- _TRAVAIL À FAIRE_: D'après l'extrait sur la charge virale, que mesure en fait la méthode indirecte utilisée par les scientifiques pour estimer cette charge ?

- _EXTRAIT_:

★ ★ ★ ★ ★

Les scientifiques estiment la charge virale par une méthode indirecte, qui mesure en fait la quantité de matériel génétique (ARN) d’origine virale présent dans les voies respiratoires ou les sécrétions. Il peut s’agir d’ARN de particules virales non infectieuses ou de résidus de virus détruits par le corps. On ne connaît donc pas la quantité précise de virus qui, sur le moment, ont la capacité d’infecter d’autres cellules.
À l’été, une étude des Centres pour le contrôle et la prévention des maladies (CDC) (Nouvelle fenêtre) des États-Unis concernant une éclosion au Massachusetts avait causé l’émoi (Nouvelle fenêtre) : la majorité des personnes infectées étaient en fait vaccinées et elles avaient une charge virale comparable à celle des non-vaccinés.
D'autres travaux au Royaume-Uni (Nouvelle fenêtre) et aux États-Unis (Nouvelle fenêtre) sont ensuite venus montrer qu'en effet, les personnes vaccinées infectées avec le variant Delta ont une charge virale comparable aux personnes infectées non vaccinées.
Or, les experts remettent en perspective ces résultats, en rappelant que rien ne démontre que les personnes vaccinées et infectées peuvent répandre le virus aussi bien que les non-vaccinés.
Protection individuelle, protection collective
Par ailleurs, la charge virale n’est pas le seul facteur à considérer dans la transmission, rappelle Jason Kindrachuk.
Il faut tenir compte aussi du comportement de la personne infectée et des symptômes. Par exemple, une personne non vaccinée qui a la COVID-19 est plus à risque de présenter de forts symptômes (Nouvelle fenêtre) qu’une personne vaccinée qui développe la maladie. Elle risque donc de répandre davantage le virus par la toux et les éternuements.

★ ★ ★ ★ ★

- _LES DONNÉES_:

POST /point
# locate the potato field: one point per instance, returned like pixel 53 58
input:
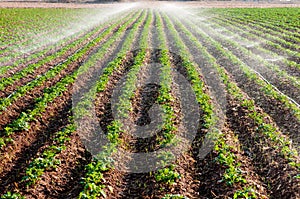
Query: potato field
pixel 150 100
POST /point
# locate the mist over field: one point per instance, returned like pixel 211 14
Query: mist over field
pixel 149 99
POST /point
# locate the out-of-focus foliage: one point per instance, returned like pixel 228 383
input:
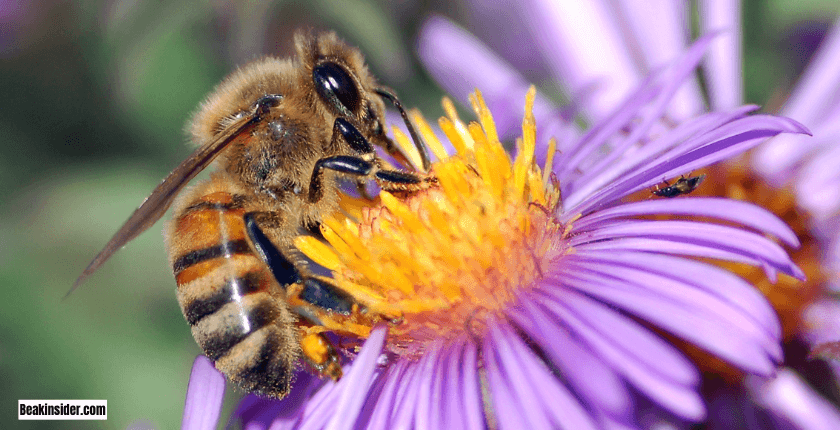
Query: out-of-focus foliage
pixel 94 98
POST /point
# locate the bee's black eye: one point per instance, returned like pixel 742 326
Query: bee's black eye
pixel 336 87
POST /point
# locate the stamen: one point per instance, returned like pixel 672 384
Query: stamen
pixel 457 252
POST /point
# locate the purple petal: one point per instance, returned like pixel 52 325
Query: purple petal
pixel 722 284
pixel 664 87
pixel 740 212
pixel 472 399
pixel 405 409
pixel 685 135
pixel 395 382
pixel 530 373
pixel 596 383
pixel 704 303
pixel 792 398
pixel 353 386
pixel 745 134
pixel 660 30
pixel 516 406
pixel 205 394
pixel 583 45
pixel 713 235
pixel 425 414
pixel 813 101
pixel 723 64
pixel 461 63
pixel 668 246
pixel 818 86
pixel 651 365
pixel 697 324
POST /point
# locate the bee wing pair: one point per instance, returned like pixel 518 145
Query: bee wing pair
pixel 153 208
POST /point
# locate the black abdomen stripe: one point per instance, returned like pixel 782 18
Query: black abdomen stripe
pixel 201 307
pixel 218 332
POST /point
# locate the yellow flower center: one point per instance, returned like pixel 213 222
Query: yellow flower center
pixel 448 257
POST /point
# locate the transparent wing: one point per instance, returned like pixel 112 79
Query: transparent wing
pixel 161 198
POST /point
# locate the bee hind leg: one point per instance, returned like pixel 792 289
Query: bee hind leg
pixel 319 304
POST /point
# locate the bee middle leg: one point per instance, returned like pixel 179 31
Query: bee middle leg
pixel 320 305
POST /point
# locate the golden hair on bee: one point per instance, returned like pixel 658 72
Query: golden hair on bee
pixel 284 131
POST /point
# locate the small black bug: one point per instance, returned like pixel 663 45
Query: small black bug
pixel 682 186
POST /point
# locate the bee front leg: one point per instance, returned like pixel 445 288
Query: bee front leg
pixel 319 304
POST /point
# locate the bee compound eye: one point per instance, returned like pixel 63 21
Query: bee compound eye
pixel 336 87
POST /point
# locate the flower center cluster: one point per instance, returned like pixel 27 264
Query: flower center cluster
pixel 447 258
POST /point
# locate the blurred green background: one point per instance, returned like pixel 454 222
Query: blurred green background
pixel 94 97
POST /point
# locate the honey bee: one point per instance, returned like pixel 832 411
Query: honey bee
pixel 284 132
pixel 682 186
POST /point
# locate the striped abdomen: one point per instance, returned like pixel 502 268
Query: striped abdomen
pixel 228 295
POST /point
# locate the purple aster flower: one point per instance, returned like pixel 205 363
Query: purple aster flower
pixel 528 294
pixel 648 33
pixel 204 396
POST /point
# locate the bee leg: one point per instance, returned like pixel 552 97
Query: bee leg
pixel 316 301
pixel 321 355
pixel 418 143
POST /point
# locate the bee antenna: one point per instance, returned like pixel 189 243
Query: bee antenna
pixel 418 143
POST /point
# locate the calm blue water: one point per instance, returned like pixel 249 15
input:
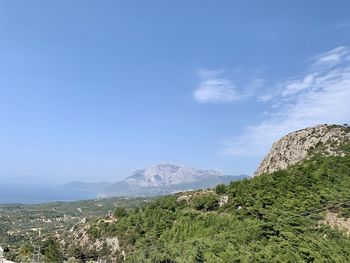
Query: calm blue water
pixel 33 194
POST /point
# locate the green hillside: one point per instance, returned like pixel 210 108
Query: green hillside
pixel 270 218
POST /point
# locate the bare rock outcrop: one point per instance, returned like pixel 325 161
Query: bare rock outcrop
pixel 302 144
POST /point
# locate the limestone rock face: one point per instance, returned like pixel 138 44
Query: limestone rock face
pixel 302 144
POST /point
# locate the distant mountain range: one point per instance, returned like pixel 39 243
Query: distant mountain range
pixel 157 180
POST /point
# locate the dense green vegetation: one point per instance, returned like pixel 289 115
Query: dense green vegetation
pixel 270 218
pixel 276 217
pixel 26 230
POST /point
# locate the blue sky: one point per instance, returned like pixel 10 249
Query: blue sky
pixel 93 90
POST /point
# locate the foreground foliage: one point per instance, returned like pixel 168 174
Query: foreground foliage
pixel 269 218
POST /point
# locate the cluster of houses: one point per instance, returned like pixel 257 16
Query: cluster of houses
pixel 2 259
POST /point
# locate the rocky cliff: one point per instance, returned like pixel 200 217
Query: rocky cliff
pixel 302 144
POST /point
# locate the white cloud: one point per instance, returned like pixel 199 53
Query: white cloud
pixel 332 57
pixel 316 97
pixel 215 88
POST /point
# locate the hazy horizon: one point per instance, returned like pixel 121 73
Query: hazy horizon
pixel 92 91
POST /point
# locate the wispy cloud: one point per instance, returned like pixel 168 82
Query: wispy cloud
pixel 214 87
pixel 320 95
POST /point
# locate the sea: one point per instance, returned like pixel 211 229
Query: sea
pixel 38 194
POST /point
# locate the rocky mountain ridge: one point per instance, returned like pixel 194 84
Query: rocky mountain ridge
pixel 302 144
pixel 156 180
pixel 168 174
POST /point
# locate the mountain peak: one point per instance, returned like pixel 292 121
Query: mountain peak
pixel 300 145
pixel 168 174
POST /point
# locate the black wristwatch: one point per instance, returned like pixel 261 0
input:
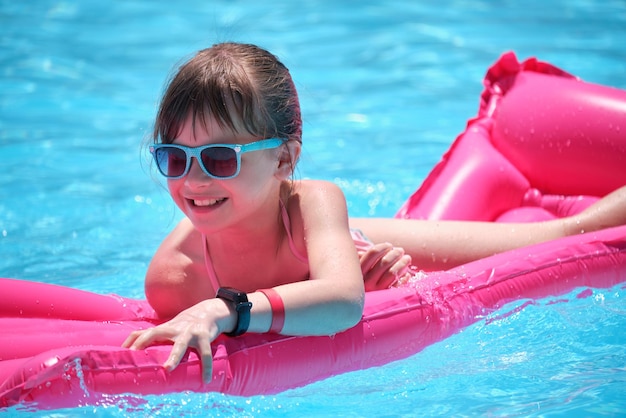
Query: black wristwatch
pixel 241 305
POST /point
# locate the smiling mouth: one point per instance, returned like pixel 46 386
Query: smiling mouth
pixel 203 203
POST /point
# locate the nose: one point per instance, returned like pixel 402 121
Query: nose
pixel 196 174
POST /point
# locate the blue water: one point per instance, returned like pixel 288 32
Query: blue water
pixel 385 87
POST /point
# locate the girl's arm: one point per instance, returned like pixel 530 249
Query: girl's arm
pixel 329 302
pixel 436 245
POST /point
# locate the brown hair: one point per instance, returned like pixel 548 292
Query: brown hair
pixel 240 85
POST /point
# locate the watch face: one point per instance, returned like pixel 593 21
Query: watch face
pixel 232 294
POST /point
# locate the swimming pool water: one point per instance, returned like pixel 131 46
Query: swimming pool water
pixel 385 87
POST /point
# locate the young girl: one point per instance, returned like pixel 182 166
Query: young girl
pixel 259 252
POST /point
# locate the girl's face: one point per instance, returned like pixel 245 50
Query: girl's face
pixel 212 204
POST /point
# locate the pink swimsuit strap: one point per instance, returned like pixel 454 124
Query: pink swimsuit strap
pixel 286 223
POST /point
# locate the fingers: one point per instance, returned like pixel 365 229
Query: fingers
pixel 382 265
pixel 138 340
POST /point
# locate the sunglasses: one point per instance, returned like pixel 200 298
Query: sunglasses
pixel 219 161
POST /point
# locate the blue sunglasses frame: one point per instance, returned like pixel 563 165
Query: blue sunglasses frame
pixel 196 152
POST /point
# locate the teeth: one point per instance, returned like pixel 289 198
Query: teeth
pixel 207 202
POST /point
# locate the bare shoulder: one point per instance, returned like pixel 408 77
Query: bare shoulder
pixel 174 269
pixel 321 203
pixel 320 191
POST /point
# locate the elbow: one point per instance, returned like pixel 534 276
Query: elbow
pixel 352 312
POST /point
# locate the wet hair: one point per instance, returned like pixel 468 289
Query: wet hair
pixel 240 85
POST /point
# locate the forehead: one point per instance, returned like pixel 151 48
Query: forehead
pixel 207 129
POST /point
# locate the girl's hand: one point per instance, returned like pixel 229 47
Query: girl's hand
pixel 383 265
pixel 195 327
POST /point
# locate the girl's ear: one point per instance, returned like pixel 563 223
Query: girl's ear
pixel 289 153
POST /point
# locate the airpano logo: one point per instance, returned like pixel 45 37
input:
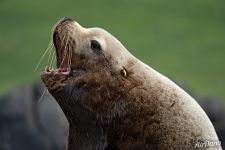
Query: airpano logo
pixel 207 143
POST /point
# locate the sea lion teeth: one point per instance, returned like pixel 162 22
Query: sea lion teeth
pixel 47 69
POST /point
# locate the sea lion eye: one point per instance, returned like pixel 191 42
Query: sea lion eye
pixel 95 45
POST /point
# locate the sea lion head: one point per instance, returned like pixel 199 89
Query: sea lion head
pixel 93 69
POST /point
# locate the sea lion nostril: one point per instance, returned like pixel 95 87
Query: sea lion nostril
pixel 64 19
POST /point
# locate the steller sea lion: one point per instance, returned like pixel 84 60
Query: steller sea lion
pixel 113 101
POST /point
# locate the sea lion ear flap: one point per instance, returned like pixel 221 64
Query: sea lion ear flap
pixel 123 72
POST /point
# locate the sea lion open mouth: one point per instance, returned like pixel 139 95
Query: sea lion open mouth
pixel 68 63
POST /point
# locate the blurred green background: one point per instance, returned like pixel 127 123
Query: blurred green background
pixel 182 39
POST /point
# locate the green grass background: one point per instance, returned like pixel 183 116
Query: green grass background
pixel 183 39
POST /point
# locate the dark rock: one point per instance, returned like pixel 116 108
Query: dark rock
pixel 26 122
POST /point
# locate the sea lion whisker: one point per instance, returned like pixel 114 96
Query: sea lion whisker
pixel 50 53
pixel 52 59
pixel 65 53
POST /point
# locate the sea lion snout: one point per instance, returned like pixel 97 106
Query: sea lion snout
pixel 64 19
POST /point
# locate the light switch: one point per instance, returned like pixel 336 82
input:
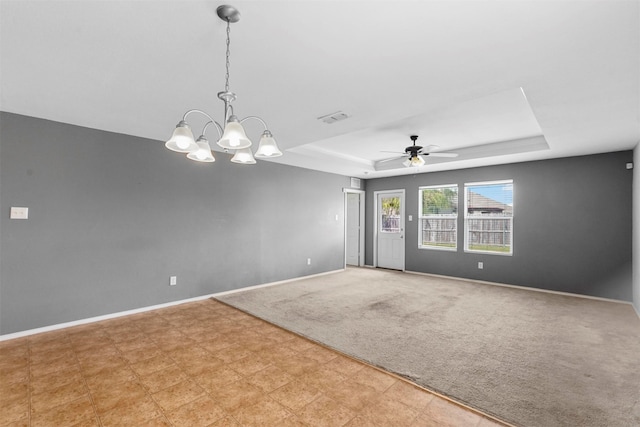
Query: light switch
pixel 19 213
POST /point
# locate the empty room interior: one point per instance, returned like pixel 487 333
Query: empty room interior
pixel 320 213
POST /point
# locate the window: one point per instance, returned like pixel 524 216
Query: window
pixel 438 217
pixel 489 217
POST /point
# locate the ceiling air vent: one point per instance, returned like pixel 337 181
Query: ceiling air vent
pixel 333 117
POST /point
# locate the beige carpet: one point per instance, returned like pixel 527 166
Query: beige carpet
pixel 529 358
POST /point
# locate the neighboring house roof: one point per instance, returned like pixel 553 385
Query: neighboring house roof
pixel 479 203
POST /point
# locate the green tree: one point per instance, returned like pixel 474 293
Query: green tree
pixel 391 205
pixel 439 201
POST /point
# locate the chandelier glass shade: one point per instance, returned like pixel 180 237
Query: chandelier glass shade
pixel 232 136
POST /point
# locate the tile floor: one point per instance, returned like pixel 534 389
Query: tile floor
pixel 202 364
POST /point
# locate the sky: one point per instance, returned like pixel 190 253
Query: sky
pixel 502 193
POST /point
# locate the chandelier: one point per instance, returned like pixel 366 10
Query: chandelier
pixel 232 136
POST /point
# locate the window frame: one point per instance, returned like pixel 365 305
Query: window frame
pixel 467 217
pixel 422 217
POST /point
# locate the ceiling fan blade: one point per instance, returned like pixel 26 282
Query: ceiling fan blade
pixel 442 154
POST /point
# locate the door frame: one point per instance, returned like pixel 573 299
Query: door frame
pixel 362 231
pixel 375 225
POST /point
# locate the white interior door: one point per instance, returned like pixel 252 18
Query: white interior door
pixel 390 230
pixel 353 229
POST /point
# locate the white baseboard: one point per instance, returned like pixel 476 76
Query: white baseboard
pixel 527 288
pixel 149 308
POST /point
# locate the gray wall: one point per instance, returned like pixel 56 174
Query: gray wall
pixel 112 217
pixel 636 229
pixel 572 225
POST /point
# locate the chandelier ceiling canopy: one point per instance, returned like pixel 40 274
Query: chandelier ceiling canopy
pixel 231 136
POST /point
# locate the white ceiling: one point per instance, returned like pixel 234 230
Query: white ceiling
pixel 495 81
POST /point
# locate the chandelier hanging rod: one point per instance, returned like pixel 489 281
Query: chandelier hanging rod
pixel 232 135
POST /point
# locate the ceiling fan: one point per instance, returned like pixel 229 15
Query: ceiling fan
pixel 414 154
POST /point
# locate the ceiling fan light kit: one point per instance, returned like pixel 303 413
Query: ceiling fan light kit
pixel 414 154
pixel 232 136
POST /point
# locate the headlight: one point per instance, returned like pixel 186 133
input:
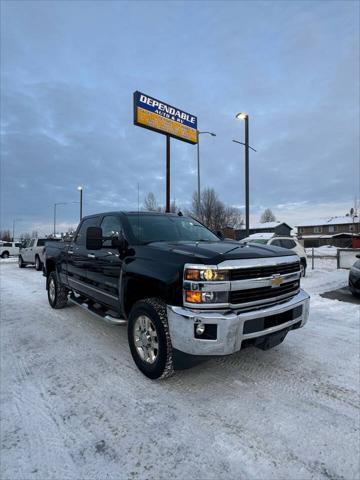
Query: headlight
pixel 206 275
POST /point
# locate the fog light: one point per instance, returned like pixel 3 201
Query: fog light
pixel 200 328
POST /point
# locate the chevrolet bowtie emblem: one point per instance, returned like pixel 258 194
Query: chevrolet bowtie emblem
pixel 276 280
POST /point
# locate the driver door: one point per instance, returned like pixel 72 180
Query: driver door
pixel 105 265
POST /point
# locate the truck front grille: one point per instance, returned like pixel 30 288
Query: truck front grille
pixel 263 293
pixel 265 271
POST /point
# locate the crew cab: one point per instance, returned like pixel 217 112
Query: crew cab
pixel 8 249
pixel 183 293
pixel 33 253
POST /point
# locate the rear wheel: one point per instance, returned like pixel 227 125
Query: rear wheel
pixel 149 338
pixel 38 264
pixel 57 293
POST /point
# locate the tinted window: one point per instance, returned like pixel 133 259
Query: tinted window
pixel 81 236
pixel 262 241
pixel 168 228
pixel 111 227
pixel 287 243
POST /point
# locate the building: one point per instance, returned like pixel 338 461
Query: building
pixel 336 231
pixel 277 228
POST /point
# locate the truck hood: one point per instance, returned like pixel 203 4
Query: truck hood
pixel 217 252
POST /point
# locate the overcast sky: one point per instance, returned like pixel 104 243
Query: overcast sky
pixel 69 69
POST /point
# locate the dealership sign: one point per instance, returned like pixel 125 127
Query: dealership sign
pixel 164 118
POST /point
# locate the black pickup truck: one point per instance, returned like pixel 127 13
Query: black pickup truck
pixel 184 293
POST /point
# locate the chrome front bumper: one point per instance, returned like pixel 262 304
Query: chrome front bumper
pixel 230 326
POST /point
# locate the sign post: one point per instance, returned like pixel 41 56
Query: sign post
pixel 170 121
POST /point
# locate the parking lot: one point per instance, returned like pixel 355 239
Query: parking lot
pixel 74 405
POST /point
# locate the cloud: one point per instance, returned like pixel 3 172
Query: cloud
pixel 69 71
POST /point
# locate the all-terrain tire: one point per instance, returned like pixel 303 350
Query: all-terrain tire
pixel 155 310
pixel 38 263
pixel 57 293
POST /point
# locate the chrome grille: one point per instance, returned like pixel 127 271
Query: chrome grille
pixel 264 271
pixel 256 294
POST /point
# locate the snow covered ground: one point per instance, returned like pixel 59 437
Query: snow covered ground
pixel 74 405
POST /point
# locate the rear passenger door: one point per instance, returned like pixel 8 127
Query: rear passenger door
pixel 105 264
pixel 26 252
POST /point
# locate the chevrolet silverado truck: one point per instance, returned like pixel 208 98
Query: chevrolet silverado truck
pixel 183 293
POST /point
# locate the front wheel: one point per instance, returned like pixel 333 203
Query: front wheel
pixel 38 264
pixel 149 338
pixel 57 293
pixel 302 269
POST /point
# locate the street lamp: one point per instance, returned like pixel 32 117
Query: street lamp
pixel 245 117
pixel 198 152
pixel 14 221
pixel 55 205
pixel 80 190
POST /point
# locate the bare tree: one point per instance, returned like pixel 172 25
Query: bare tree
pixel 5 235
pixel 267 216
pixel 213 213
pixel 150 203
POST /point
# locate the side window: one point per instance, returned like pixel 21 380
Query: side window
pixel 111 227
pixel 287 244
pixel 81 235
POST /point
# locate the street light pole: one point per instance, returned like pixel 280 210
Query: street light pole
pixel 245 117
pixel 247 200
pixel 198 161
pixel 80 190
pixel 55 205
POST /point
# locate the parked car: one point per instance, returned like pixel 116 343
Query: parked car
pixel 290 243
pixel 354 278
pixel 33 253
pixel 9 249
pixel 183 293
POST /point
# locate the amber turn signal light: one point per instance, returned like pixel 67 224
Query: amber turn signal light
pixel 193 297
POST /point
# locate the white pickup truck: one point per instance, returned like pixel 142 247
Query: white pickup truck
pixel 8 249
pixel 33 253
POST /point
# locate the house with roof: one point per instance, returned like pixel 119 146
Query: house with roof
pixel 336 231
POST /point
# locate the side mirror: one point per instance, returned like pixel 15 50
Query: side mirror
pixel 120 242
pixel 94 238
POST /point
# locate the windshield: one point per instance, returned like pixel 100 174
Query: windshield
pixel 166 228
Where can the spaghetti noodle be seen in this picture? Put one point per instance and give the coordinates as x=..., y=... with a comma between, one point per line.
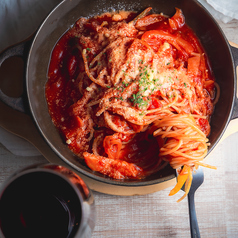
x=132, y=93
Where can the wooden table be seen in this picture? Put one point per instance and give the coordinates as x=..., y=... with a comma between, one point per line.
x=157, y=214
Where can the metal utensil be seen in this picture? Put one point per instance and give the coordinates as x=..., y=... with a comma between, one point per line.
x=198, y=178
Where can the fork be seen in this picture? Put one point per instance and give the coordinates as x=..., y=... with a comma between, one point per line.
x=198, y=178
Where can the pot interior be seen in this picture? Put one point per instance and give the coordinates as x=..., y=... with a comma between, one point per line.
x=66, y=14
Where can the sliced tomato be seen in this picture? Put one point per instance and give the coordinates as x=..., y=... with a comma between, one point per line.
x=155, y=37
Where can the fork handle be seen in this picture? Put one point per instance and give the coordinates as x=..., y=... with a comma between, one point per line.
x=194, y=229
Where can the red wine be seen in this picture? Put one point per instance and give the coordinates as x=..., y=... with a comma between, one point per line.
x=40, y=204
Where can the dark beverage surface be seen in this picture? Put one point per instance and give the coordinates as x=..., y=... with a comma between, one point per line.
x=40, y=205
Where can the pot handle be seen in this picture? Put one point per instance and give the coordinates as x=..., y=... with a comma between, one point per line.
x=20, y=50
x=234, y=50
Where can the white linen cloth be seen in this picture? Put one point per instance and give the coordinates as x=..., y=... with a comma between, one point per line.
x=20, y=18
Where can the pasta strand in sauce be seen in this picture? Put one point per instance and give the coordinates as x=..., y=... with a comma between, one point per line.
x=130, y=94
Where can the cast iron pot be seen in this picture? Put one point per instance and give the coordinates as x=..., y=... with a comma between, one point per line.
x=37, y=53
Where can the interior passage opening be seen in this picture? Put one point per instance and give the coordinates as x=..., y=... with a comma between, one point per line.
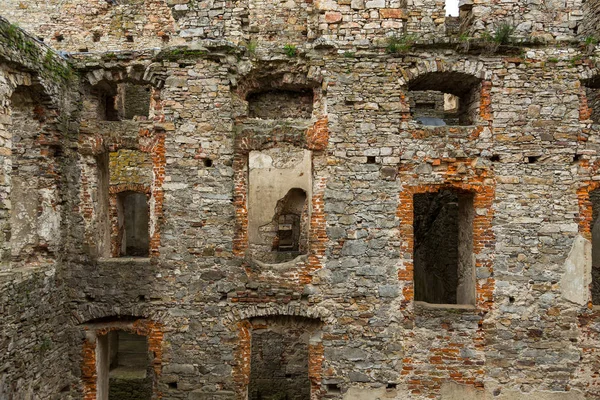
x=443, y=247
x=133, y=214
x=592, y=95
x=277, y=104
x=445, y=98
x=280, y=359
x=124, y=367
x=123, y=101
x=291, y=216
x=595, y=199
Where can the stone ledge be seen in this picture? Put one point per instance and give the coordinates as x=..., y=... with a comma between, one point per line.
x=449, y=307
x=124, y=260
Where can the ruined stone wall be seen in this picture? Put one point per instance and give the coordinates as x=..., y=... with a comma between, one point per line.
x=33, y=314
x=529, y=163
x=97, y=25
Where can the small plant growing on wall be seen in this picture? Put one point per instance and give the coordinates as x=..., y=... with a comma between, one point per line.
x=400, y=44
x=290, y=50
x=590, y=44
x=503, y=35
x=251, y=46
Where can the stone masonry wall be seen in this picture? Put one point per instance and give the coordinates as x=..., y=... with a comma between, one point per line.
x=529, y=162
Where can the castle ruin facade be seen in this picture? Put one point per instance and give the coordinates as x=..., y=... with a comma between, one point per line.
x=299, y=200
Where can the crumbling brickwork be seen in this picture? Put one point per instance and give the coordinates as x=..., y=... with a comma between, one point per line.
x=248, y=185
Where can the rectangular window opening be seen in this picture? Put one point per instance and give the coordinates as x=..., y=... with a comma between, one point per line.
x=595, y=200
x=133, y=218
x=443, y=247
x=123, y=366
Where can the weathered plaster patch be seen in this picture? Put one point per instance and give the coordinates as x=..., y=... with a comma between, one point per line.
x=575, y=281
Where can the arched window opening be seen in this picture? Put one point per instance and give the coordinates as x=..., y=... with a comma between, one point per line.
x=279, y=184
x=123, y=101
x=443, y=247
x=133, y=216
x=123, y=366
x=291, y=216
x=445, y=98
x=595, y=200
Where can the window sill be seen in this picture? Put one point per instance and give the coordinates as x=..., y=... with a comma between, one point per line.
x=125, y=260
x=450, y=307
x=423, y=131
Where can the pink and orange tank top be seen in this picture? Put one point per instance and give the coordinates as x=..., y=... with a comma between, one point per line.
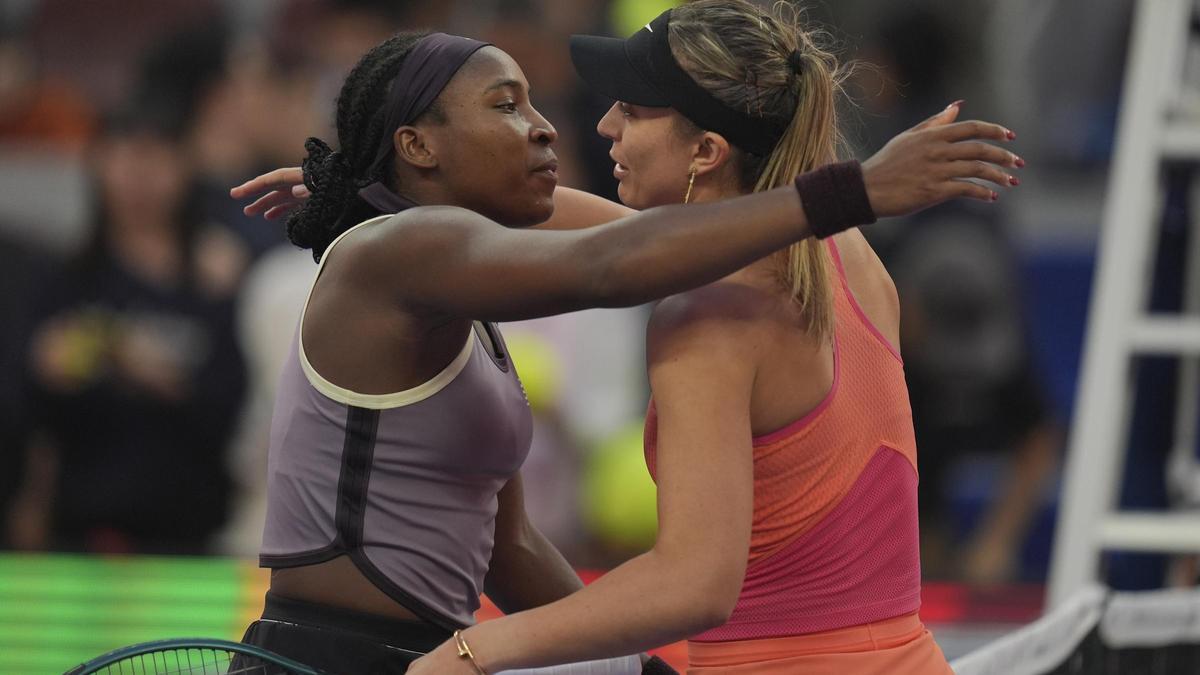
x=834, y=541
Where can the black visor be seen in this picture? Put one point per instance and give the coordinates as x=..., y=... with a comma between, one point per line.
x=642, y=71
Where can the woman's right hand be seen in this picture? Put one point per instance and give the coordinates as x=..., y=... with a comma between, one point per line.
x=283, y=189
x=928, y=165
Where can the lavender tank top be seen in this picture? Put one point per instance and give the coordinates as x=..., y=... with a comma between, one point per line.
x=406, y=483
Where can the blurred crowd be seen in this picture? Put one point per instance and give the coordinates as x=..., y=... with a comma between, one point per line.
x=145, y=317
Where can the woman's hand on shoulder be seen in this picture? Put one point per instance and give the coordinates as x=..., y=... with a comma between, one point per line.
x=276, y=192
x=442, y=661
x=933, y=162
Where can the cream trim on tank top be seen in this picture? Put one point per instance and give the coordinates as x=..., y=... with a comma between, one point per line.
x=377, y=401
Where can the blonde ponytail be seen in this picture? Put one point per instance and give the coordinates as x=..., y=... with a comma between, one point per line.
x=766, y=64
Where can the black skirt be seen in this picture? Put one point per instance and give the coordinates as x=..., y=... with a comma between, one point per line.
x=341, y=641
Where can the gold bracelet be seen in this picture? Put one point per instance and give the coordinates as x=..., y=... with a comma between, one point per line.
x=465, y=652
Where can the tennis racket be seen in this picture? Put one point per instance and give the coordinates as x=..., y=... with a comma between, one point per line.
x=192, y=656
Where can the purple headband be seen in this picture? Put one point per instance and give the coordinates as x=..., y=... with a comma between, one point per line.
x=425, y=72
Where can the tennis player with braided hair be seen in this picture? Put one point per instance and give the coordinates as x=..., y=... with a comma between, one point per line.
x=779, y=430
x=394, y=493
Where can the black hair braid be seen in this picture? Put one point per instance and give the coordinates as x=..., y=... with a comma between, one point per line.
x=335, y=177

★ ★ ★ ★ ★

- _CORRIGÉ_: Elle mesure la quantité de matériel génétique (ARN) d'origine virale présent dans les voies respiratoires ou les sécrétions.